(PASSAGE SHOWN)
-.-.-
This doesn't look good.  Previously we used a boolean to control
this now you are using flags which contains other things?

I don't see the flags expanding that much more, so instead of
this I'd just change the function to take two booleans.
is_pmem, is_dynamic

>          .DPA_offset = 0,
> -        .DPA_length = memory_region_size(mr),
> +        .DPA_length = size,
>      };
>  
>      /* Header always at start of structure */
> @@ -158,21 +159,28 @@ static int ct3_build_cdat_table(CDATSubHeader 
> ***cdat_table, void *priv)
>      g_autofree CDATSubHeader **table = NULL;
>      CXLType3Dev *ct3d = priv;
>      MemoryRegion *volatile_mr = NULL, *nonvolatile_mr = NULL;
> +    MemoryRegion *dc_mr = NULL;
>      int dsmad_handle = 0;
>      int cur_ent = 0;
>      int len = 0;
>      int rc, i;
> +    uint64_t vmr_size = 0, pmr_size = 0;
>  
> -    if (!ct3d->hostpmem && !ct3d->hostvmem) {
> +    if (!ct3d->hostpmem && !ct3d->hostvmem && !ct3d->dc.num_regions) {
>          return 0;
>      }
>  
> +    if (ct3d->hostpmem && ct3d->hostvmem && ct3d->dc.host_dc) {
> +        warn_report("The device has static ram and pmem and dynamic 
> capacity");
> +    }
> +
>      if (ct3d->hostvmem) {
>          volatile_mr = host_memory_backend_get_memory(ct3d->hostvmem);
>          if (!volatile_mr) {
>              return -EINVAL;
>          }
>          len += CT3_CDAT_NUM_ENTRIES;
> +        vmr_size = volatile_mr->size;
>      }
>  
>      if (ct3d->hostpmem) {
> @@ -181,6 +189,19 @@ static int ct3_build_cdat_table(CDATSubHeader 
> ***cdat_table, void *priv)
>              return -EINVAL;
>          }
>          len += CT3_CDAT_NUM_ENTRIES;
> +        pmr_size = nonvolatile_mr->size;
> +    }
> +
> +    if (ct3d->dc.num_regions) {
> +        if (ct3d->dc.host_dc) {
> +            dc_mr = host_memory_backend_get_memory(ct3d->dc.host_dc);
> +            if (!dc_mr) {
> +                return -EINVAL;
> +            }
> +            len += CT3_CDAT_NUM_ENTRIES * ct3d->dc.num_regions;
> +        } else {
> +            return -EINVAL;
> +        }
>      }
>  
>      table = g_malloc0(len * sizeof(*table));
> @@ -190,8 +211,8 @@ static int ct3_build_cdat_table(CDATSubHeader 
> ***cdat_table, void *priv)
-.-.-
(RECORDS SHOWN)
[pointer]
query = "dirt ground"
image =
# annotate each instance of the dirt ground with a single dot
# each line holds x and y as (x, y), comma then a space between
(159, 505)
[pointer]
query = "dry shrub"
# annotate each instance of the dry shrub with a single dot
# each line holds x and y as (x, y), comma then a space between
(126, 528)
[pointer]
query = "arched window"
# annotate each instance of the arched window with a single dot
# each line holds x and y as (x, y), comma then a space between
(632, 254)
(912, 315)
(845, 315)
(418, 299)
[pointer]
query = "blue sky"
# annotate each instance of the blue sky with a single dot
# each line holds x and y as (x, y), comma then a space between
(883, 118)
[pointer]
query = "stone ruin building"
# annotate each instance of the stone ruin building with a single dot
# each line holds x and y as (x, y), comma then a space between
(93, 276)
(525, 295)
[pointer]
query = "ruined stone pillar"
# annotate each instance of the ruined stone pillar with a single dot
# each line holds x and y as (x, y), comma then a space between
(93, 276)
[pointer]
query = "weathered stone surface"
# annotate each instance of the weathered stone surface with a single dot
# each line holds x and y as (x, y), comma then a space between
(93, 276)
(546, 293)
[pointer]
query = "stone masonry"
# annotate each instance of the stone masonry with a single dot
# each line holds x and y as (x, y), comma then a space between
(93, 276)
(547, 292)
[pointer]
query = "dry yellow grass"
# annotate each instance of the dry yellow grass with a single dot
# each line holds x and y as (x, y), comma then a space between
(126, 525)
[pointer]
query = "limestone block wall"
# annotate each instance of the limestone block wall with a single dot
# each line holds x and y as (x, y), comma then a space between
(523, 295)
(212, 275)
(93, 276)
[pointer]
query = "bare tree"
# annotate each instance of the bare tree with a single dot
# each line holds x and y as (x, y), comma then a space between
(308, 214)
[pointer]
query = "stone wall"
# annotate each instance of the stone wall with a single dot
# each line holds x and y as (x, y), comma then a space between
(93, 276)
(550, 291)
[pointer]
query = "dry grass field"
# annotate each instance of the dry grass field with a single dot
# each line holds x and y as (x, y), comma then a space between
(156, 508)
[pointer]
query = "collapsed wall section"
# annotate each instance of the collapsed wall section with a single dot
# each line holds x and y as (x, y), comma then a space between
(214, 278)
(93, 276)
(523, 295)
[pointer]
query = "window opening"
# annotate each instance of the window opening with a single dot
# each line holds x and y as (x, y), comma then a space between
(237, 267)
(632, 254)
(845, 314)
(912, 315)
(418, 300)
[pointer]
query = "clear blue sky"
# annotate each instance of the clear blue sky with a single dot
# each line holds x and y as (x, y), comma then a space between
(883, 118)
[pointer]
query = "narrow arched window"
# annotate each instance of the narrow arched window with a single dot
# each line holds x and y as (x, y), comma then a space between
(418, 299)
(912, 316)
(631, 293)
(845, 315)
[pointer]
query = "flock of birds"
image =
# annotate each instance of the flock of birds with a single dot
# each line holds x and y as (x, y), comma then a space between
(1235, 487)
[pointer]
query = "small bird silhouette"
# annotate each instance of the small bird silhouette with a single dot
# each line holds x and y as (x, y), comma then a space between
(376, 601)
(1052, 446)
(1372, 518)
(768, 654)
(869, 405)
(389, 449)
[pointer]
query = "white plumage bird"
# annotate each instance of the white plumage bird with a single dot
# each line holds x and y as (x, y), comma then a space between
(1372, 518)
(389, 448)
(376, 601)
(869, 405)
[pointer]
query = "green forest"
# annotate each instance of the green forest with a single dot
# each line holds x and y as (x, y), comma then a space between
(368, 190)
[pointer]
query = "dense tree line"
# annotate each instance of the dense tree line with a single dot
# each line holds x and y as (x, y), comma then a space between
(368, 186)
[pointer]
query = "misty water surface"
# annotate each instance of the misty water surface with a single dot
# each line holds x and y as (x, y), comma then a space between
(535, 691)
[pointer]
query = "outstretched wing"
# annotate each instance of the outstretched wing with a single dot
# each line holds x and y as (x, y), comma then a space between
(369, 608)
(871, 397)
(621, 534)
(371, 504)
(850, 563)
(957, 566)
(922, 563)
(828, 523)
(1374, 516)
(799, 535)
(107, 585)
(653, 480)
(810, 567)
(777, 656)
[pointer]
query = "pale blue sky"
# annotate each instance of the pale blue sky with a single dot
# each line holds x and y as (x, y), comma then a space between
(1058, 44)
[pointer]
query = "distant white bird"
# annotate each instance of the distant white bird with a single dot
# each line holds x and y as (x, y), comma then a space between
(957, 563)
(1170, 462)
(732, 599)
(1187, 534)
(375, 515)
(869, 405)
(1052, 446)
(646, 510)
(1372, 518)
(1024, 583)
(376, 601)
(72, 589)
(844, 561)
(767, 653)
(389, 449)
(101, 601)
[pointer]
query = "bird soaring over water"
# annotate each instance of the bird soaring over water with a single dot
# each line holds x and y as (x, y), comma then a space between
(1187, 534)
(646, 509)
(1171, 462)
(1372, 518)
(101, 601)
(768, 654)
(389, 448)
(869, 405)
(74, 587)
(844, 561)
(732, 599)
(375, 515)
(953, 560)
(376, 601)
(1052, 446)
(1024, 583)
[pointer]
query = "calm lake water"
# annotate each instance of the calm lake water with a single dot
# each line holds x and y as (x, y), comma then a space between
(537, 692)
-.-.-
Reproduce the portion of the code review passage above, starting with "This doesn't look" and going on through "take two booleans.".

(WRITTEN SOLUTION)
This doesn't look good.  Previously we used a boolean to control
this now you are using flags which contains other things?

I don't see the flags expanding that much more, so instead of
this I'd just change the function to take two booleans.